### SOURCE
★ ★ ★ ★ ★ ★ ★

Alternatively, it can be made of nickel or of a nickel-phosphorus
alloy. Alternatively, it can be made of silicon. Also
alternatively, it can be made of a metallic glass. Of course, it
may alternatively be made of any other material, in particular any
other elastic material. The spring may be made, for example, using
a mechanical process such as stamping or wire cutting. The spring
may also be made by stereolithography, by a LIGA process, by a DRIE
etching process, by an injection-molding process or by a laser
cutting process.
[0299] In the first two embodiments, the notching system involves a
spring 1, 1', 1'', 1''' mechanically connected, in particular
articulated to the second member 3, 3', 3'', 3''' which is movable
with respect to the first member 2, 2', 2'', 2''' the first member
being for example a ring 2, 2', 2'', 2''' that is part of a case
middle 4, 4', 4'', 4''' or being fitted in a case middle 4, 4',
4'', 4''. However, it is quite possible to reverse the arrangement
such that the first member 2* is mounted so as to be movable with
respect to the second member 3*. In this case, the first member 2*
may correspond, for example, to a rotary bezel portion. In this
case, the spring 1* is mechanically connected, in particular
articulated to the second member 3*, the second member 3* being for
example a ring 3* that is part of a case middle 4* or being fitted
in a case middle 4*.

★ ★ ★ ★ ★ ★ ★

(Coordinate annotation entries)
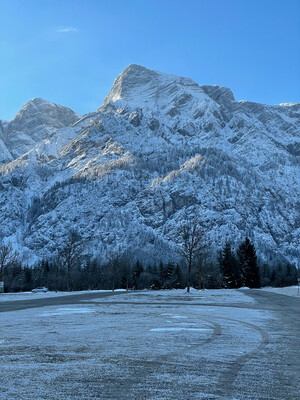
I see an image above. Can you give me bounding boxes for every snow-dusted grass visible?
[0,289,124,301]
[0,290,292,400]
[89,288,254,304]
[260,286,300,298]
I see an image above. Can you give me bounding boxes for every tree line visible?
[0,233,298,292]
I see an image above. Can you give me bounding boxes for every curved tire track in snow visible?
[216,317,269,395]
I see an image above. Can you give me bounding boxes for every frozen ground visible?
[0,290,123,301]
[0,290,300,400]
[261,286,300,297]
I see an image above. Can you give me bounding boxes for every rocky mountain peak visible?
[104,64,207,111]
[2,98,80,158]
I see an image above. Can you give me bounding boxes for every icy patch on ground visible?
[0,289,117,301]
[260,286,300,298]
[0,290,298,400]
[95,289,254,305]
[40,307,95,317]
[150,327,210,332]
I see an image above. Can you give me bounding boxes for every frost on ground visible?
[261,286,300,297]
[0,290,297,400]
[89,288,254,304]
[0,289,125,301]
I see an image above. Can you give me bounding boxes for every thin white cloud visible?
[56,26,78,33]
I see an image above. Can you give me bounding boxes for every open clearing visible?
[0,290,300,400]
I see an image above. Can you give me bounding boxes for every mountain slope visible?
[2,98,80,158]
[0,65,300,263]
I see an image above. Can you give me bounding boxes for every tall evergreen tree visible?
[237,237,260,288]
[219,241,241,289]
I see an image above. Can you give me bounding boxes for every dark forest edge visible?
[0,236,298,292]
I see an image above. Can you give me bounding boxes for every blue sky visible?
[0,0,300,120]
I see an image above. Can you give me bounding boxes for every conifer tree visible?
[237,237,260,288]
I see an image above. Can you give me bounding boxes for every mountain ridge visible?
[0,65,300,263]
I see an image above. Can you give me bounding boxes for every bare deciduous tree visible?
[0,243,18,281]
[58,231,82,291]
[176,217,203,293]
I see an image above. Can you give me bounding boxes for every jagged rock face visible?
[2,98,80,158]
[0,65,300,263]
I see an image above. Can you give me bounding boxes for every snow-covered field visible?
[0,289,124,301]
[261,286,300,297]
[0,290,294,400]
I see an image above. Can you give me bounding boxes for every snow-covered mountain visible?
[0,98,80,161]
[0,65,300,263]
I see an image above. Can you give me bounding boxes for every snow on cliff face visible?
[0,65,300,263]
[2,98,80,158]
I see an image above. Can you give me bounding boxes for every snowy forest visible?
[0,231,298,292]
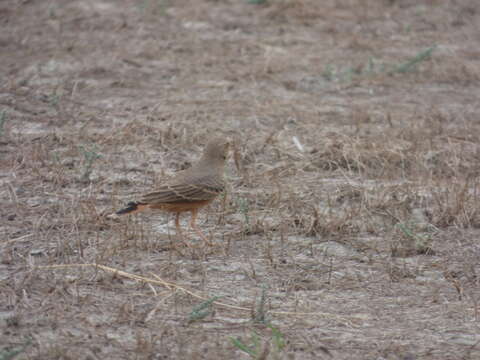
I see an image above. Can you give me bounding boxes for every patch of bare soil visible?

★ ★ ★ ★ ★ ★ ★

### YOUR INSTRUCTIONS
Using the watch spring passage, explain in one to three sentences how the arrangement changes when it is reversed.

### OUTPUT BELOW
In the reversed arrangement, the first member 2* is the one that moves with respect to the second member 3*, and it may be, for example, a rotary bezel portion. The spring 1* is still connected, in particular articulated, to the second member 3*. That second member may be a ring that is part of a case middle 4* or is fitted in one.